##### DATA FOR THE TASK #####
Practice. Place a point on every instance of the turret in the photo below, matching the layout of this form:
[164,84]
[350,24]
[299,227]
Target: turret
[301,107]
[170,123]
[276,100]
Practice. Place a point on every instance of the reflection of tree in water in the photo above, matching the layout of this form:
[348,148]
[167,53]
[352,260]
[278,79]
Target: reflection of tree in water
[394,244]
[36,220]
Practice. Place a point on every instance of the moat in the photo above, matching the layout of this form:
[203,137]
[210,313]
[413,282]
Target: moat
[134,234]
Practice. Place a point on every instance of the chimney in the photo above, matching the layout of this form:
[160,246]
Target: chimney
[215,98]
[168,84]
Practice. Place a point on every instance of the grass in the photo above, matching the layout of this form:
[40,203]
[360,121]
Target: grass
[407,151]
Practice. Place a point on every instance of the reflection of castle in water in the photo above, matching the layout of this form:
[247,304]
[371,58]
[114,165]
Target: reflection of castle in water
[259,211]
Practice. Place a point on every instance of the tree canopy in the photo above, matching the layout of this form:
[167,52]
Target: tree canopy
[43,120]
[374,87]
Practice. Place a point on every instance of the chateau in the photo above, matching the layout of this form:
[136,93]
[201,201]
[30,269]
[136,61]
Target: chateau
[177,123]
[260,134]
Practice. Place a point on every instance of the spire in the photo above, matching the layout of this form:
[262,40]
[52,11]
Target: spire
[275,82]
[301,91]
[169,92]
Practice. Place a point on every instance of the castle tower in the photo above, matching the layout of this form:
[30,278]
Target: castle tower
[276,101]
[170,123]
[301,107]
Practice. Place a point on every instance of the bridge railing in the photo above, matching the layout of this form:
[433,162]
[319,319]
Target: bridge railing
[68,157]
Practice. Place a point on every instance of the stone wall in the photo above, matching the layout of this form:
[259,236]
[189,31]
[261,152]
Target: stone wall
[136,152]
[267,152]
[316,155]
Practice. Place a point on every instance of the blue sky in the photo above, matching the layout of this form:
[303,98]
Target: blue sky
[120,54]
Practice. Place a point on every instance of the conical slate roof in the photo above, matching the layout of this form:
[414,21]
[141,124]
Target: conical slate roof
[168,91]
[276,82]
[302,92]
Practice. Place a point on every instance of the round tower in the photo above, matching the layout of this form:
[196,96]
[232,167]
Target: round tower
#####
> [SHORT EXERCISE]: Write out every item above, changing nothing.

> [OUTPUT BELOW]:
Practice. Place a point on every instance of the turret in the photo below, matching the layout of this form:
[164,84]
[350,24]
[299,227]
Target: turret
[301,107]
[170,123]
[276,100]
Practice. Place a point on every instance of the reflection of tree in water in the photo above, matching the layout of this form:
[348,148]
[167,53]
[352,260]
[278,79]
Target: reflection of tree in water
[394,244]
[36,220]
Practice. Place a point on every instance of the moat in the photo above, matching the layout of this form:
[203,137]
[210,313]
[413,282]
Target: moat
[134,234]
Practice. Place a point on every instance of the chimney in the photo above, matching the layout of this form:
[160,246]
Target: chimney
[215,98]
[168,84]
Practice. Place a point on every instance of the grass in the photo above, matching the layout of this form:
[40,203]
[360,121]
Target: grass
[407,151]
Practice. Place a point on every instance of the reflection of castle in water in the photo above, matching the layout of this form:
[247,304]
[371,58]
[114,165]
Target: reflection of castle in water
[259,211]
Practice. Place a point on every instance of the tree canopy in the photo above, matching the layout of this form:
[167,52]
Target: tree canopy
[43,120]
[374,87]
Practice. Place a point on every instance of the chateau in the photo above, matching the layout of this form:
[136,93]
[201,201]
[30,269]
[136,61]
Target: chateau
[177,123]
[260,134]
Practice. Place a point on every instance of the spire in the photo above, matching the layout of this form:
[262,40]
[52,11]
Target: spire
[275,82]
[301,91]
[169,92]
Practice. Place a point on every instance of the castle tower in the photo above, matching the layout of this form:
[30,278]
Target: castle tower
[276,101]
[170,123]
[301,107]
Practice. Place a point on every instance of the bridge railing in the photo above, matching the layout of this form:
[433,162]
[319,319]
Target: bridge railing
[68,157]
Practice. Place a point on every instance of the stone wall in the photo above, matching the layout of this form:
[259,236]
[189,31]
[261,152]
Target: stone wall
[136,152]
[267,152]
[316,155]
Practice. Place a point on every instance of the blue sky in the photo above, matching the layout of this form:
[303,98]
Target: blue sky
[120,54]
Practice. Place a point on every instance of the conical slate roof in the photo above, matching the layout of this form:
[414,21]
[141,124]
Target: conical slate roof
[168,91]
[276,82]
[302,92]
Practice. Place a point on every instance of the round tower in the photo above, matching the layout of this form:
[196,96]
[232,167]
Target: round tower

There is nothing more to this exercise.